Dataset records
══════

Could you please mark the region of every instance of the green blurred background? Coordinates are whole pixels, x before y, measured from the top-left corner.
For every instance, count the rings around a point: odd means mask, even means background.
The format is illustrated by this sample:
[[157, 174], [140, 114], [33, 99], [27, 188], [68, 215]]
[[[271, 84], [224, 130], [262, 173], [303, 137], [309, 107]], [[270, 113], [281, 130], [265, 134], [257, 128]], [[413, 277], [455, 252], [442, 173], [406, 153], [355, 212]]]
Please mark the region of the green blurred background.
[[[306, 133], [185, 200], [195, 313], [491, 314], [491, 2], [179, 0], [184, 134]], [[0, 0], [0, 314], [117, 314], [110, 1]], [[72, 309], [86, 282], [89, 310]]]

══════

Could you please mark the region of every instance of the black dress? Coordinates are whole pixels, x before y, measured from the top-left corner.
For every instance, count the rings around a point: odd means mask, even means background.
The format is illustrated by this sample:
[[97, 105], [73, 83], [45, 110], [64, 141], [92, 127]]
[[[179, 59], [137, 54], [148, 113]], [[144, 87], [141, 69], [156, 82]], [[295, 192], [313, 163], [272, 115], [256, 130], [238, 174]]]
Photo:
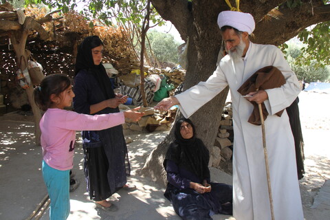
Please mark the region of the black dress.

══════

_INSTRUCTION_. From the rows above, return each line that contains the string "mark", matching case exactly.

_ANSWER FOR THE TASK_.
Could you please mark the region of every instance of the green blurred background? Coordinates are whole pixels, x before y, measured from the top-left corner.
Please mark the region of the green blurred background.
Could you please mark the region of every instance of the black dress? Coordinates are whole pixels, x before y, measured from the top-left corner.
Please mark the region of the black dress.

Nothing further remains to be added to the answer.